EXTRACTED ENTRIES Start Marker

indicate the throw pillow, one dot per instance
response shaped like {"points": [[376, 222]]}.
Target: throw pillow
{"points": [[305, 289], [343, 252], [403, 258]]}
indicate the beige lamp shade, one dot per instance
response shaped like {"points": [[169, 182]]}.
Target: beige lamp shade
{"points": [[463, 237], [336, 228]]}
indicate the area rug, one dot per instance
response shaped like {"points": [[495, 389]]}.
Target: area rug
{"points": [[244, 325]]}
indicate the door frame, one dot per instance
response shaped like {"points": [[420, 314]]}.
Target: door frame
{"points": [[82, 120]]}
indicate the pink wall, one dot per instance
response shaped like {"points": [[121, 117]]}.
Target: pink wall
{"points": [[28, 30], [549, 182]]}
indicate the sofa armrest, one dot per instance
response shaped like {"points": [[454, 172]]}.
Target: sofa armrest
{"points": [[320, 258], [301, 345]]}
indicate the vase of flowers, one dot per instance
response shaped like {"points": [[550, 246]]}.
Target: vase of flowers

EXTRACTED ENTRIES End Marker

> **WHAT THE TASK ASKS**: A verbatim repeat of all the entries above is the required answer.

> **EXERCISE RESULT**:
indicate the throw pillow, one dot per instance
response shaped like {"points": [[376, 222]]}.
Target: throw pillow
{"points": [[305, 289], [343, 252], [403, 258]]}
indicate the beige lamp shade, one dot per instance
response shaped like {"points": [[169, 182]]}.
Target: beige lamp shade
{"points": [[463, 237], [336, 228]]}
indicate the area rug, one dot per instance
response shaped like {"points": [[495, 389]]}.
Target: area rug
{"points": [[244, 325]]}
indicate the door frame, one dot per instance
response shaped like {"points": [[420, 314]]}.
Target: door frame
{"points": [[82, 120]]}
indicate the pink wall, one dot per instance
response shaped like {"points": [[121, 117]]}.
Target: pink wall
{"points": [[28, 30], [549, 182]]}
indicate the sofa armrest, one dot per instance
response shaped like {"points": [[454, 172]]}.
Target: sofa armrest
{"points": [[320, 258], [301, 345]]}
indicate the vase of flowers, one dot per instance
response shaped like {"points": [[550, 246]]}.
Target: vase of flowers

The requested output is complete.